-- GIVEN TASK 1 --
In the thread on naming a boat, what is the name that the inherited boat currently carries?

# How to Create a Proper Boat Name



## cbropes (Jul 12, 2011)

Hi everyone. I'm new here, but not new to sailing. Mostly dighny racing, but now that I'm middle aged, I am doing more cruising. But, I digress. We have inherited a boat from my Dad. I'm looking to name it, but I thought there were "rules" to doing so. Rules such as should be 7 letters long with one repeating. Anyone know anything about this? I have read lots of posts and even Vigor's de/renaming ceremony, on renaming the boat, so I don't need help with that. Just what makes a proper name. Thanks, cbropes.


----------



## DonScribner (Jan 9, 2011)

7 letters only if named on a Tuesday. Any other day, and it must be a name, word or feeling found in the most recent Corona Commercial. Dos Equis will do also, plus it's the most interesting commercial in the world.

Just name it something that means something to somebody or to you and have a great time in it!


----------



## mitiempo (Sep 19, 2008)

The more people's names used to create it the worse it probably would be. I like simple and easy to pronounce.


----------



## rockDAWG (Sep 6, 2006)

Just wire me $500 via Western Union, I will let you to name whatever you like but has to less less than 13 characters. If the name can not be pronounced by a Red Neck, that will another $500 more. We will provide you the Red Neck for the test.

Offer only good until this Friday at 5:00 pm..
.
.
.
.
.
.


----------



## mitiempo (Sep 19, 2008)

About this time you may be sorry you asked.


----------



## cbropes (Jul 12, 2011)

Brian - really, huh? OK. So what I heard was 8 letters, one had to repeat. @rockDAWG - I have plenty of Red Necks here in Maine, so I'll be keeping the $1000. Thanks anyway. Going with a name that honors both my Dad (who gave me the boat) and my mom, who recently passed away (and whose illness was the reason for getting rid of the boat). The name to change is Scalawag, which I presume is a name @rockDAWG would like, so you can have that one. Cheers!


----------



## WouldaShoulda (Oct 7, 2008)

Dad would be honored to have the boat re named after Mom.

-- GIVEN TASK 2 --
State how many lines of the entries below contain the string "horse", with case counting, and give only the number.

-- RECORDS FOR THIS EXERCISE --
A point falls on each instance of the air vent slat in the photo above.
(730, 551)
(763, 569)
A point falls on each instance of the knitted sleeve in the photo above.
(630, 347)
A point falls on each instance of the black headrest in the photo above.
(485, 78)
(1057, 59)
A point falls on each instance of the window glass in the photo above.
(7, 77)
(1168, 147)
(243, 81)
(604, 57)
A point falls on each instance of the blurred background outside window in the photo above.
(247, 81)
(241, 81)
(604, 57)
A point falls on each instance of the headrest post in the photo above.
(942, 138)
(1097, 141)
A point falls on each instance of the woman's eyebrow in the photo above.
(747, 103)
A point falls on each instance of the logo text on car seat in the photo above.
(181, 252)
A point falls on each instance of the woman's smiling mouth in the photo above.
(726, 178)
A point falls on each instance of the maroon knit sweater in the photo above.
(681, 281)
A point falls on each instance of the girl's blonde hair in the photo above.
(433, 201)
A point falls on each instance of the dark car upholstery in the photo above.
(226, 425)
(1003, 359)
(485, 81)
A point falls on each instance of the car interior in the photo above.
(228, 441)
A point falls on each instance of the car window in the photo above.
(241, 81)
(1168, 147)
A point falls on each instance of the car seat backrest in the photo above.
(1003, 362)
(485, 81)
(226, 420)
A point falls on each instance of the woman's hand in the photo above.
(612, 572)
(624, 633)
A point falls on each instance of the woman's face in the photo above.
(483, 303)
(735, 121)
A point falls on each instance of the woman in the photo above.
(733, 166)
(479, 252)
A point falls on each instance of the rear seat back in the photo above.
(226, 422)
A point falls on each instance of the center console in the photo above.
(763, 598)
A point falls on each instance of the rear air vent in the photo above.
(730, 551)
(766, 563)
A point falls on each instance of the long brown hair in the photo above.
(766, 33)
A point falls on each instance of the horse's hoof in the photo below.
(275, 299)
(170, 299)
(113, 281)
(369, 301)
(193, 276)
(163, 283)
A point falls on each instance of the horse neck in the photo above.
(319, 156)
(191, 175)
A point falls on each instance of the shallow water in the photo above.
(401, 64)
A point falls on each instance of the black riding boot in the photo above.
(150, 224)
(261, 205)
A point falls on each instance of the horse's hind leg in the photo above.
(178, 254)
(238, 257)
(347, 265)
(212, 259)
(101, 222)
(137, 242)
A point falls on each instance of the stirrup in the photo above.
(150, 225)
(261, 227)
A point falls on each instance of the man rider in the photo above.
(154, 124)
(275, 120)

-- TASK ANSWER 1 --
Scalawag

-- TASK ANSWER 2 --
3